NEW YORK (AP) — U.S. markets tumbled sharply before the opening bell Monday with the S&P 500 pointing to bear territory amid seeping pessimism over stubborn, four-decade high inflation.
Futures for the Dow Jones industrials lost more than 500 points, or 1.7%, while futures for the S&P fell 2.2%, or 91.50, to 3,809. That’s a decline of more than 20% since Jan. 3 and if it holds until markets close, it would push Wall Street’s main barometer of health into a bear market.
Economists had expected that a U.S. report Friday on consumer prices would show the worst inflation in generations had slowed a touch last month. But inflation accelerated to 8.6% in May.
That would suggest the Federal Reserve will need to continue raising interest rates aggressively and taking other measures to slow the economy and to cool inflation.

* Jobs *
A. Decide whether each statement below agrees with the market report. Answer yes or no for each, and quote the words of the report that decide it.
(i) Futures for the Dow Jones industrials lost more than 500 points.
(ii) Inflation slowed last month, as economists had expected.
(iii) Futures for the S&P fell 2.2%.
B. Answer these questions from the market report.
(i) To what level did S&P futures fall?
(ii) What rate did inflation reach in May?
(iii) From what date is the S&P decline of more than 20% measured?
C. Copy everything in the market report from "Economists had expected" down to "to cool inflation.", and change "aggressively" to "steadily".

* Information provided *
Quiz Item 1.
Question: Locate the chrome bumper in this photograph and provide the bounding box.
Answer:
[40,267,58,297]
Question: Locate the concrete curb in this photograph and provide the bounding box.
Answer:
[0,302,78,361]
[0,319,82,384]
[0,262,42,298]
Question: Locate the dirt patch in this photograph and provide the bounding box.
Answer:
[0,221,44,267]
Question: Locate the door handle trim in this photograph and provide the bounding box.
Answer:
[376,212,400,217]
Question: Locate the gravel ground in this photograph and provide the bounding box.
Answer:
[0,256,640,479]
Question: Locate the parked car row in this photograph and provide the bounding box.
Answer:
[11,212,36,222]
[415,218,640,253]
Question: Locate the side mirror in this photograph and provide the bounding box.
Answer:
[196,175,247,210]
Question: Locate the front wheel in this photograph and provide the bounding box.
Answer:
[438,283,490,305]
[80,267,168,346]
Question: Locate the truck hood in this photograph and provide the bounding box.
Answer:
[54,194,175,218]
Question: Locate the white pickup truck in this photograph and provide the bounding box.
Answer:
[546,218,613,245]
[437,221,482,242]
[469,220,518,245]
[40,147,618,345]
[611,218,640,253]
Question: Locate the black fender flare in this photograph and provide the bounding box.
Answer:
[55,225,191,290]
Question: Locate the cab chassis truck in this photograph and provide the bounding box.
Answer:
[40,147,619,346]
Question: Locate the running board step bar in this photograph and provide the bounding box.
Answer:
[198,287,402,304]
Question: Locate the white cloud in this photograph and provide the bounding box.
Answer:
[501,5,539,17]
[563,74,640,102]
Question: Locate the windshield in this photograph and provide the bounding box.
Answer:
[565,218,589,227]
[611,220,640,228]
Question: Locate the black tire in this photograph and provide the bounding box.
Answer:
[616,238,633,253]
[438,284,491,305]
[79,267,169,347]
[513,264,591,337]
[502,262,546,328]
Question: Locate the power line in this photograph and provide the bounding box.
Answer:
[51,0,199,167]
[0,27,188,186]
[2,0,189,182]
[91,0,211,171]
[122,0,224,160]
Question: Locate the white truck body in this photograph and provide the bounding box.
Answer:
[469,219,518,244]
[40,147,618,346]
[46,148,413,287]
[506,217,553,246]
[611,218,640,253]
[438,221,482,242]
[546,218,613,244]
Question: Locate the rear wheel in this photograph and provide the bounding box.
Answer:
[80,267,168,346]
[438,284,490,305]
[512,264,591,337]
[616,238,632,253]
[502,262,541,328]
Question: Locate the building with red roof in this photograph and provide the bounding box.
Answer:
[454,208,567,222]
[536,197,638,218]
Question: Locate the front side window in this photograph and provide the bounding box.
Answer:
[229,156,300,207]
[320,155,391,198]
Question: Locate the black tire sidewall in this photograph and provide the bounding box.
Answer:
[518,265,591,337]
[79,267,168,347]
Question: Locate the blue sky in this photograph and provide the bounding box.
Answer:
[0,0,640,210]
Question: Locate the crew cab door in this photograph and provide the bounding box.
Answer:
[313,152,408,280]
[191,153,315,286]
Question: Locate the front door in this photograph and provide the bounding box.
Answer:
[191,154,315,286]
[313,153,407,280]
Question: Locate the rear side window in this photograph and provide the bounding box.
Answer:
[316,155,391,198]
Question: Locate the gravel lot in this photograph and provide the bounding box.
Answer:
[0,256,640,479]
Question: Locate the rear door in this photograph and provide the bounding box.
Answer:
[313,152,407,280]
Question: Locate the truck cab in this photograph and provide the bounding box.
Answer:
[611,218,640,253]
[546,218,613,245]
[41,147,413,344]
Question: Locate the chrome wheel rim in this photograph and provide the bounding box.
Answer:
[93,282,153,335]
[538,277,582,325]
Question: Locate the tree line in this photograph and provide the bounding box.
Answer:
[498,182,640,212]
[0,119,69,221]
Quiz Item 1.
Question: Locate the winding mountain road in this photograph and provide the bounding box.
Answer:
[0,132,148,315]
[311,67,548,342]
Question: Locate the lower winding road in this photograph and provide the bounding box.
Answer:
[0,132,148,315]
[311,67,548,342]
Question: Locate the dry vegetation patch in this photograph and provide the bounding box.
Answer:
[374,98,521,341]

* Written answers *
A.
(i) Yes: "Futures for the Dow Jones industrials lost more than 500 points, or 1.7%"
(ii) No: "But inflation accelerated to 8.6% in May."
(iii) Yes: "futures for the S&P fell 2.2%, or 91.50, to 3,809"

B.
(i) 3,809
(ii) 8.6%
(iii) Jan. 3

C.
Economists had expected that a U.S. report Friday on consumer prices would show the worst inflation in generations had slowed a touch last month. But inflation accelerated to 8.6% in May.
That would suggest the Federal Reserve will need to continue raising interest rates steadily and taking other measures to slow the economy and to cool inflation.